## [WHAT IS REQUIRED]
Nothing after the line with "Sample: [(35, 235)]" belongs in the copy; extract the lines below from the top through that line, pictures left out.

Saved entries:
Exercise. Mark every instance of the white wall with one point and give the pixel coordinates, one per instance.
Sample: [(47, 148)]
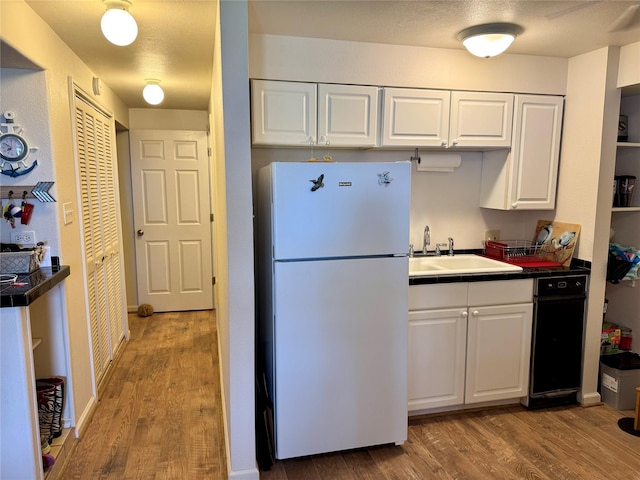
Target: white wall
[(629, 70), (27, 33), (162, 119), (332, 61), (234, 236), (447, 202), (31, 113)]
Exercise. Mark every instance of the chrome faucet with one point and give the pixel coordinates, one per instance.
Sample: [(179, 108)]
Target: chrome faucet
[(426, 241)]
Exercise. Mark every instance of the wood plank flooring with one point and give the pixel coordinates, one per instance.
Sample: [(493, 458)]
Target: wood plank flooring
[(564, 443), (160, 415), (160, 418)]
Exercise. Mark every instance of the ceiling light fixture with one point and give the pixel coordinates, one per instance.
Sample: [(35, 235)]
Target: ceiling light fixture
[(152, 92), (117, 24), (489, 40)]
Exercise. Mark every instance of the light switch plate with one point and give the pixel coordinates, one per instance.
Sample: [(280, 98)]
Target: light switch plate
[(492, 235)]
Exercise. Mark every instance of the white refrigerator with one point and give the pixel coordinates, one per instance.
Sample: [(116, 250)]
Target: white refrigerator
[(333, 240)]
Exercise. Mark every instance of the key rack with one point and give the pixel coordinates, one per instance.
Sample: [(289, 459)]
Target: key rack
[(40, 191)]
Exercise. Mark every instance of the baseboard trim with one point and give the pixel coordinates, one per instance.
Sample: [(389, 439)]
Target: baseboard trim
[(589, 399), (85, 419), (245, 474)]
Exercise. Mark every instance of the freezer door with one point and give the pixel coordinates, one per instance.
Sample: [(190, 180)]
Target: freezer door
[(340, 354), (325, 210)]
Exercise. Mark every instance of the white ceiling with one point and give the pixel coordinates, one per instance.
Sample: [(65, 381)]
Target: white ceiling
[(176, 38)]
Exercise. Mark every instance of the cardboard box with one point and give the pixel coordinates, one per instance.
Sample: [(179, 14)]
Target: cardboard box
[(610, 339)]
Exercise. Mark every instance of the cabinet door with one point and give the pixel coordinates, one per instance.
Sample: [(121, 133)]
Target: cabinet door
[(525, 178), (347, 115), (480, 119), (498, 352), (436, 366), (415, 117), (535, 152), (283, 113)]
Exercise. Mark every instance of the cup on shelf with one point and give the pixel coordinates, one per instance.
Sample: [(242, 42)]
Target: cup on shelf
[(624, 190)]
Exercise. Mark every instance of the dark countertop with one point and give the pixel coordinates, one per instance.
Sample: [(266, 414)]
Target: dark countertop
[(578, 267), (36, 284)]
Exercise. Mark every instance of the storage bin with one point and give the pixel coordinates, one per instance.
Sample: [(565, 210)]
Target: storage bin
[(619, 377), (19, 262)]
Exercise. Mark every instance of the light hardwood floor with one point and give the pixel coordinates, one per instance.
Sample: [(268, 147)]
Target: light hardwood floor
[(160, 415), (160, 418), (508, 443)]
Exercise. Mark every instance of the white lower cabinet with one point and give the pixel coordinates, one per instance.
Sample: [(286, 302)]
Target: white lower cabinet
[(498, 352), (437, 344), (468, 343)]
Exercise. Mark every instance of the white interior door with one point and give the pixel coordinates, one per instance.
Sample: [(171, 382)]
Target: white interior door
[(170, 176)]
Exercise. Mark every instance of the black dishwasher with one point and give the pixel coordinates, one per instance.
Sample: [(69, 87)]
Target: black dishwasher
[(557, 341)]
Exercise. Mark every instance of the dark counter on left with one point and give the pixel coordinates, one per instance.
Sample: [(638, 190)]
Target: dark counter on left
[(28, 287)]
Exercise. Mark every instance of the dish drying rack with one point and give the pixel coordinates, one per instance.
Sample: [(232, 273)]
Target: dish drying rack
[(518, 252)]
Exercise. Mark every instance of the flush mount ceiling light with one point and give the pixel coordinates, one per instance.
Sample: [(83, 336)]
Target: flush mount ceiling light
[(152, 92), (489, 40), (117, 24)]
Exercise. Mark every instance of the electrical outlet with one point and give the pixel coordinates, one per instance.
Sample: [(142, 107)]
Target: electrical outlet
[(492, 235), (24, 237)]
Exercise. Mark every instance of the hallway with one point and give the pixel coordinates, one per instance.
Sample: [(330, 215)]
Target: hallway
[(160, 414)]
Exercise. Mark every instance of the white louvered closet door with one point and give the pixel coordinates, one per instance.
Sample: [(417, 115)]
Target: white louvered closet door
[(100, 226)]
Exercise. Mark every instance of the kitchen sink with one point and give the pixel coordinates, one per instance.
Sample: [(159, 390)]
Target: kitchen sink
[(457, 264)]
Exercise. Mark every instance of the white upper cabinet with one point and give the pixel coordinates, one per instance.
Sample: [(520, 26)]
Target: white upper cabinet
[(480, 119), (347, 115), (298, 114), (525, 178), (439, 118), (283, 113), (415, 117)]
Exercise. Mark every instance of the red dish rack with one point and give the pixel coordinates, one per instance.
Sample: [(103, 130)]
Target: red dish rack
[(517, 252)]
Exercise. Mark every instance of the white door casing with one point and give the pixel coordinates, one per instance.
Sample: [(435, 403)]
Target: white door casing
[(170, 184)]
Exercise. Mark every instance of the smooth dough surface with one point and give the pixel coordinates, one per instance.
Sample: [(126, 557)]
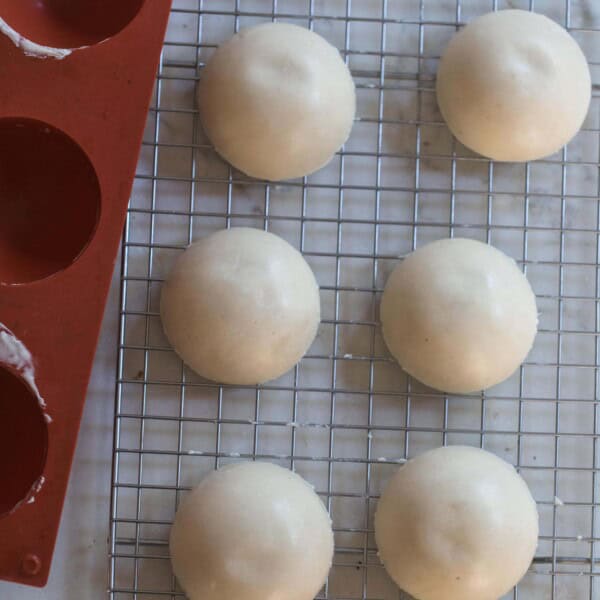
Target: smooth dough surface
[(277, 101), (252, 531), (456, 523), (458, 315), (241, 306), (513, 86)]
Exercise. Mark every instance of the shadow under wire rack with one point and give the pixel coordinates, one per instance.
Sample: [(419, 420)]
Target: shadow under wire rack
[(347, 416)]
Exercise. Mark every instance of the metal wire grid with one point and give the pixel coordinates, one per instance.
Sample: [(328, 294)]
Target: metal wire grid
[(346, 416)]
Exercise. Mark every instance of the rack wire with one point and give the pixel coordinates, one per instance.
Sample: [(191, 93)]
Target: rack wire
[(347, 416)]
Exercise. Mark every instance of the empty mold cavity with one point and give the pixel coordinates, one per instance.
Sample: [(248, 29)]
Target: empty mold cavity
[(23, 442), (66, 23), (49, 200)]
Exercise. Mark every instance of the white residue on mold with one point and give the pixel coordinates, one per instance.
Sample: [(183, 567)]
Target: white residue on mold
[(31, 48), (36, 488), (16, 355), (38, 485)]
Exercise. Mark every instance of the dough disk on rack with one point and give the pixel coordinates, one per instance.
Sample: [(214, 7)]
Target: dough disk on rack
[(513, 86), (241, 306), (456, 523), (458, 315), (252, 531), (277, 101)]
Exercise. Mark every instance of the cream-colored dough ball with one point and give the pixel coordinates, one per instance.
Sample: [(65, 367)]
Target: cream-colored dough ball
[(241, 306), (252, 531), (456, 523), (458, 315), (513, 86), (277, 101)]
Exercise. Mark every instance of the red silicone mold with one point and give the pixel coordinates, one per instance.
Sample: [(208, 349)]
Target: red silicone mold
[(70, 133)]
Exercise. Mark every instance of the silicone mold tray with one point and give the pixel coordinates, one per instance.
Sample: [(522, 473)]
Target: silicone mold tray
[(70, 132)]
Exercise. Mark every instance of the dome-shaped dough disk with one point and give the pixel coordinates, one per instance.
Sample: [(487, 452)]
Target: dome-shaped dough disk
[(456, 523), (252, 531), (458, 315), (277, 101), (241, 306), (513, 86)]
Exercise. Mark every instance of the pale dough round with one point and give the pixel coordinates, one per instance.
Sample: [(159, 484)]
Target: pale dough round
[(277, 101), (252, 531), (513, 86), (456, 523), (458, 315), (241, 306)]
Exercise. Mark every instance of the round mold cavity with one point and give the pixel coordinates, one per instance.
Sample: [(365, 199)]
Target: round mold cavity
[(69, 23), (23, 441), (49, 200)]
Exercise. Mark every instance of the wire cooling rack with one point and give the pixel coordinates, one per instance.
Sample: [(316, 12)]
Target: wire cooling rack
[(347, 415)]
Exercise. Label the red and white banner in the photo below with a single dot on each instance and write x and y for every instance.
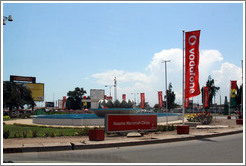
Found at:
(160, 99)
(192, 87)
(142, 101)
(187, 103)
(124, 97)
(119, 123)
(206, 96)
(64, 102)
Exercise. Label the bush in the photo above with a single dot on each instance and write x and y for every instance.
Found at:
(6, 134)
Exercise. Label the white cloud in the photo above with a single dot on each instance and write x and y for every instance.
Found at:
(136, 82)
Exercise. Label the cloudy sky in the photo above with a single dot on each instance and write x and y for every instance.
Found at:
(65, 45)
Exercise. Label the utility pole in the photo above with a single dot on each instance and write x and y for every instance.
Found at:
(165, 61)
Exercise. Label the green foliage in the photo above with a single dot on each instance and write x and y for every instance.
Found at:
(15, 96)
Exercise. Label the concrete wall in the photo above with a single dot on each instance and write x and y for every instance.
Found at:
(89, 122)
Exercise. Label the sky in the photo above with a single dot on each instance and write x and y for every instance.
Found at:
(87, 45)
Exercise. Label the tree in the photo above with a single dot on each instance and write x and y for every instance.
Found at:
(16, 95)
(212, 90)
(171, 97)
(74, 98)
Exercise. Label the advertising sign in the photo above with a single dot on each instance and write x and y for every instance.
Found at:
(233, 102)
(22, 78)
(160, 99)
(125, 123)
(142, 100)
(192, 87)
(37, 91)
(49, 104)
(206, 96)
(124, 96)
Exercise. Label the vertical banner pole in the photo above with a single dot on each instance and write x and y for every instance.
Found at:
(183, 84)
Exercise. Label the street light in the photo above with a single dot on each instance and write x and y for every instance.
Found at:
(9, 18)
(165, 61)
(110, 86)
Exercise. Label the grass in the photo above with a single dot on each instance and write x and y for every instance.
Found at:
(29, 131)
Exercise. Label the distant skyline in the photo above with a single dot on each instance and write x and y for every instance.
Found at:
(86, 45)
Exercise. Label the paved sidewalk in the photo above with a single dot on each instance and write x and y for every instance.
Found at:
(218, 127)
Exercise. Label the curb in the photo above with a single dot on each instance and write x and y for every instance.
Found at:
(111, 145)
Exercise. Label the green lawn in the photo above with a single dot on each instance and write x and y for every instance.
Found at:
(25, 131)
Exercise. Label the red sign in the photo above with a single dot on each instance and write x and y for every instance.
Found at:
(142, 100)
(233, 84)
(160, 99)
(109, 98)
(187, 103)
(121, 123)
(22, 78)
(63, 102)
(192, 87)
(124, 96)
(206, 96)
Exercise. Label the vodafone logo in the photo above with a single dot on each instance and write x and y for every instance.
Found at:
(192, 40)
(191, 65)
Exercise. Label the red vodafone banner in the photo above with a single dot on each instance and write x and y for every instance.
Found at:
(206, 96)
(187, 103)
(192, 87)
(142, 100)
(63, 102)
(160, 99)
(124, 96)
(120, 123)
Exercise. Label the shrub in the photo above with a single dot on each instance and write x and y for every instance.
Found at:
(6, 134)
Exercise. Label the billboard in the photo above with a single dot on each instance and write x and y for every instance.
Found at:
(49, 104)
(125, 123)
(37, 91)
(22, 78)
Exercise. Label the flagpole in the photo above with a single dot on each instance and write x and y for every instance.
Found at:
(183, 82)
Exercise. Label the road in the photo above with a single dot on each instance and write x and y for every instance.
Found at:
(225, 149)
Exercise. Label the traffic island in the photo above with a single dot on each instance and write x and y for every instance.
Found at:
(239, 121)
(96, 135)
(183, 129)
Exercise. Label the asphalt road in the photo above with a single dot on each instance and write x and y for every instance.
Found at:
(225, 149)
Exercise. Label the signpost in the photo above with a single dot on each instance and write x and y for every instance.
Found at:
(128, 123)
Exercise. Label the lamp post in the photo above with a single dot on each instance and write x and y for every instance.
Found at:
(165, 61)
(9, 18)
(110, 86)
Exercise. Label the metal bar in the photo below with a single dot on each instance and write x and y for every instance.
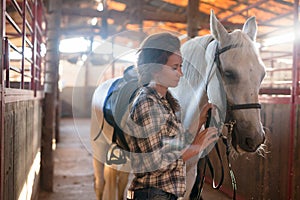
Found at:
(12, 22)
(23, 42)
(34, 48)
(2, 103)
(293, 103)
(6, 61)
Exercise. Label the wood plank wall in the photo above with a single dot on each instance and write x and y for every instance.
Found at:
(22, 146)
(266, 177)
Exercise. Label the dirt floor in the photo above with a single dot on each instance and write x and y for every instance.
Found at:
(73, 170)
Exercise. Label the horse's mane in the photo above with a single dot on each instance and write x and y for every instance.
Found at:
(193, 52)
(195, 62)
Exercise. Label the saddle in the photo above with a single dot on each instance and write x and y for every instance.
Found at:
(118, 98)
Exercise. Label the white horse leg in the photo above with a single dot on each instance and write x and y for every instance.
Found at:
(98, 178)
(191, 172)
(110, 188)
(122, 184)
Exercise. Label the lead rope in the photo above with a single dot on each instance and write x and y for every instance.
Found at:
(225, 141)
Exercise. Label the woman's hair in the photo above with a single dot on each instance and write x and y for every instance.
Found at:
(154, 52)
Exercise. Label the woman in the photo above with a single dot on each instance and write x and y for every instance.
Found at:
(159, 145)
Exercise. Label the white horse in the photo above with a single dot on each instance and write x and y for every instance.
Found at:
(222, 67)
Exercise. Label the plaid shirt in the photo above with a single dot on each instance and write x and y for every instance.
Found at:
(156, 139)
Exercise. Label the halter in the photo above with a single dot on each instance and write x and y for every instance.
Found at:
(218, 63)
(230, 124)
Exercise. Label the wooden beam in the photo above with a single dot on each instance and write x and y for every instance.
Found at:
(193, 17)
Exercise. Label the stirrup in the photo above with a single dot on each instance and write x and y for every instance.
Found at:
(115, 155)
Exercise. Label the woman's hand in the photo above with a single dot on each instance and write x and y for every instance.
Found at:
(201, 141)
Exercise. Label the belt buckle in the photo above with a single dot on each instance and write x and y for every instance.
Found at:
(130, 194)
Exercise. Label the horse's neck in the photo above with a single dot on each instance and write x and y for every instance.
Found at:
(191, 91)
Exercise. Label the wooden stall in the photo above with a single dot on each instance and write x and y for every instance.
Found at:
(22, 96)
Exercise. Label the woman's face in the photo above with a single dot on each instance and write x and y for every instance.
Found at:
(170, 73)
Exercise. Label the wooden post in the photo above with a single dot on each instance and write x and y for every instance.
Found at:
(2, 104)
(51, 94)
(193, 18)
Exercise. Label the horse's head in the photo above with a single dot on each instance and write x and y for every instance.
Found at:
(242, 71)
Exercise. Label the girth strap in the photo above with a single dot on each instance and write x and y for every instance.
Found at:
(244, 106)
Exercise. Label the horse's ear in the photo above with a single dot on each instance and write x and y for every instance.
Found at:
(217, 29)
(250, 28)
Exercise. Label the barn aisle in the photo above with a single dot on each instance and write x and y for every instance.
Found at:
(73, 169)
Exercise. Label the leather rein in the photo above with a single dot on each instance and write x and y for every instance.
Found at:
(230, 125)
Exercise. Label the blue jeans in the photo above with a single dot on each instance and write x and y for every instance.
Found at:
(153, 194)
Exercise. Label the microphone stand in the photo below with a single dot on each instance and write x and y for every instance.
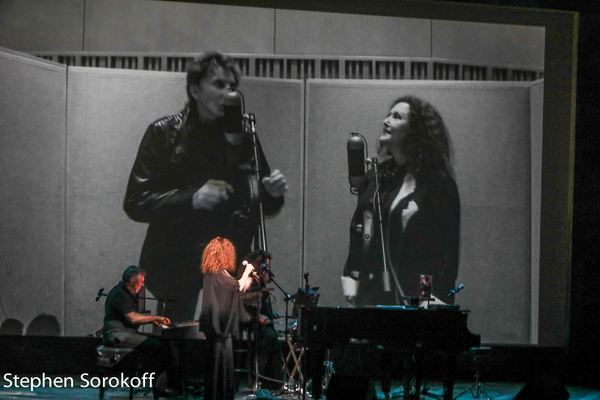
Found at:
(287, 297)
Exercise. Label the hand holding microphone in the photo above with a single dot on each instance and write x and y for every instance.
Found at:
(246, 280)
(211, 194)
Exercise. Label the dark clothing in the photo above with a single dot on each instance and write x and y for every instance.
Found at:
(176, 157)
(222, 308)
(117, 330)
(427, 244)
(222, 312)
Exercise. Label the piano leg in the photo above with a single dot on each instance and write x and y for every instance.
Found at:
(449, 376)
(315, 357)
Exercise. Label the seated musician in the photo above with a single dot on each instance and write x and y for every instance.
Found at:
(121, 323)
(270, 365)
(221, 314)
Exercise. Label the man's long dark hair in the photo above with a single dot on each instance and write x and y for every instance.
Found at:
(199, 68)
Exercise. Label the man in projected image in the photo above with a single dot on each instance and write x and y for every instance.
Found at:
(190, 184)
(420, 207)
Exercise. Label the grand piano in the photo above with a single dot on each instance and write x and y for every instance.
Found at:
(413, 330)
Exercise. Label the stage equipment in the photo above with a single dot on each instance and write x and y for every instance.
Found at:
(422, 331)
(357, 148)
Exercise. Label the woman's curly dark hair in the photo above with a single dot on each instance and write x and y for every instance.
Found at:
(427, 144)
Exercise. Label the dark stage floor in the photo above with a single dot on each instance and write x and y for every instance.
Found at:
(495, 390)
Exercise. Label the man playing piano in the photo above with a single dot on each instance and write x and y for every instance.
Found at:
(122, 320)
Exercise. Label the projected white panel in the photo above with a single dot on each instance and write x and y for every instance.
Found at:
(489, 125)
(32, 159)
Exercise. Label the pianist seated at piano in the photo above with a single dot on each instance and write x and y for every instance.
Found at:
(420, 207)
(122, 320)
(221, 315)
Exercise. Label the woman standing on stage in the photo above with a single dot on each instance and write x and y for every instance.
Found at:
(222, 312)
(420, 207)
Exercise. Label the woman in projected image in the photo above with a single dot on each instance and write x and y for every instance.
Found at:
(420, 208)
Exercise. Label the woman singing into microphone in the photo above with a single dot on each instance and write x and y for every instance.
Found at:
(222, 312)
(420, 208)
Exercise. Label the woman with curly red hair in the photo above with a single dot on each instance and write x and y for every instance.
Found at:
(222, 312)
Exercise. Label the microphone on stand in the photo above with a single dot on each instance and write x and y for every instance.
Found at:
(253, 273)
(455, 290)
(233, 119)
(357, 164)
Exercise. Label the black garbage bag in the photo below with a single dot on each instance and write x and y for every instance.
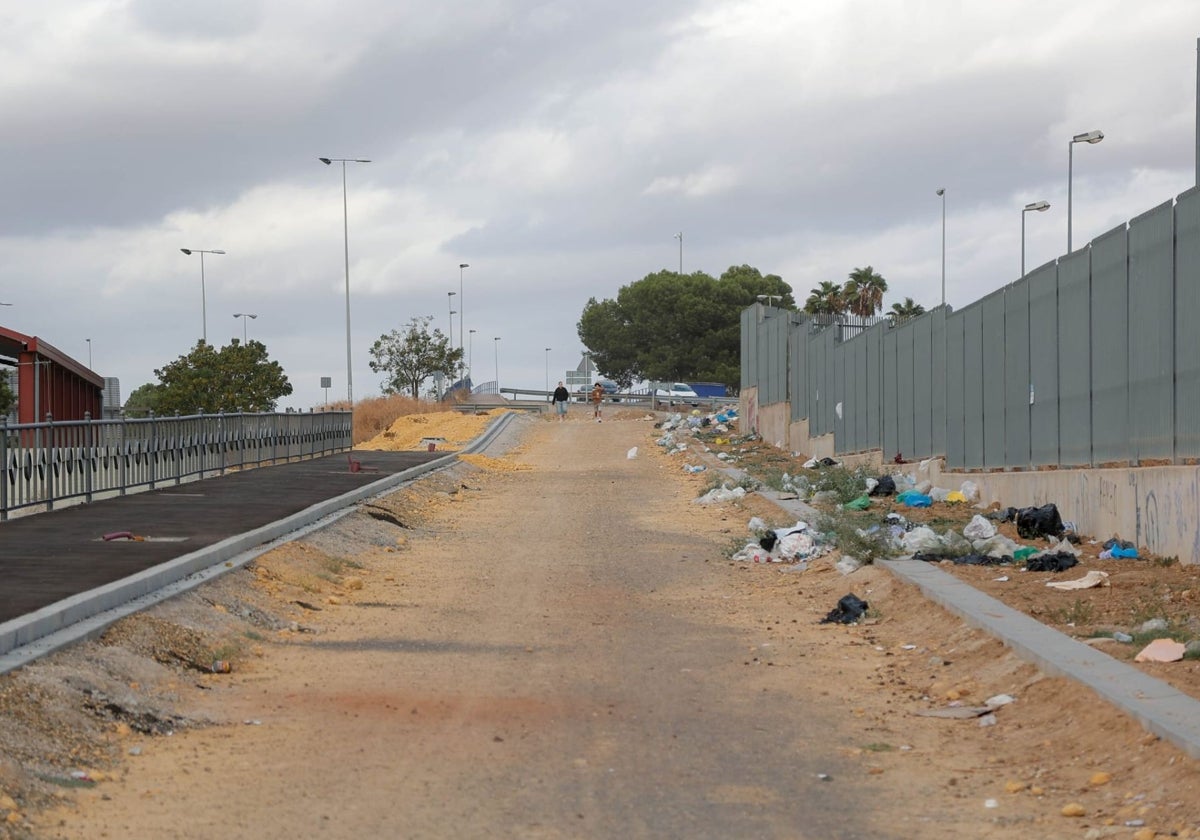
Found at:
(886, 486)
(1035, 523)
(850, 609)
(1060, 561)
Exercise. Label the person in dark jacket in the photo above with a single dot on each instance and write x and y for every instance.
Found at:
(562, 396)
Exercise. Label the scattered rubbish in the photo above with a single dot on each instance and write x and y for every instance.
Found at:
(1037, 522)
(1059, 562)
(1092, 579)
(861, 503)
(1162, 651)
(850, 609)
(885, 486)
(979, 528)
(721, 495)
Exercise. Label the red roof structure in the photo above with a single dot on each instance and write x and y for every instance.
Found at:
(51, 382)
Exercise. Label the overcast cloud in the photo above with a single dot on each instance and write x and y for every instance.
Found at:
(557, 148)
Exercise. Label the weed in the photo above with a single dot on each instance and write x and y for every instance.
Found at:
(849, 531)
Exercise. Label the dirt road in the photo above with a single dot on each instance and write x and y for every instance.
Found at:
(563, 651)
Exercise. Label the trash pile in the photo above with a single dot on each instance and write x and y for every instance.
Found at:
(792, 544)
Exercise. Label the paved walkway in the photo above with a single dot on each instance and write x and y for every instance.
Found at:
(49, 557)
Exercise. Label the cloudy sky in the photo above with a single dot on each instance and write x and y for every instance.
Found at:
(557, 148)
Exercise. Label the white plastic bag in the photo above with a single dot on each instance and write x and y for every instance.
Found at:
(979, 528)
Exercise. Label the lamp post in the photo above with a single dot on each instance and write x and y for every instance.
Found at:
(496, 343)
(462, 310)
(941, 192)
(1092, 137)
(346, 240)
(1039, 207)
(204, 311)
(244, 316)
(471, 346)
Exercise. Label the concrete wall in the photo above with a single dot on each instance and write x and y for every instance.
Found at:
(1157, 508)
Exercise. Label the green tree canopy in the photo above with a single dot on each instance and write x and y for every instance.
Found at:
(407, 359)
(905, 311)
(235, 378)
(864, 291)
(675, 327)
(825, 299)
(143, 400)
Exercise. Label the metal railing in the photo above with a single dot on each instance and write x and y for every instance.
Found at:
(42, 463)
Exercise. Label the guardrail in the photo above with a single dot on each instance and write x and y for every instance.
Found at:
(42, 463)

## [SOLUTION FOR THIS EXERCISE]
Exercise. Mark every instance of the white wall with one point and give the pixel coordinates, one per instance.
Sample: [(47, 148)]
Target: white wall
[(629, 70), (27, 33), (162, 119), (332, 61), (234, 236), (447, 202), (31, 113)]
Exercise. Mark every instance of the chrome faucet with one point and give the pixel coordinates, one per instance.
Sample: [(179, 108)]
Target: chrome faucet
[(426, 241)]
Exercise. Mark every instance of the wood plank flooring with one point and give the pixel coordinates, one per instance.
Sample: [(493, 458)]
Target: wood plank flooring
[(564, 443), (160, 415), (160, 418)]
Exercise. Mark every instance of the ceiling light fixture with one point and give the pixel coordinates, one per instance.
Sample: [(35, 235)]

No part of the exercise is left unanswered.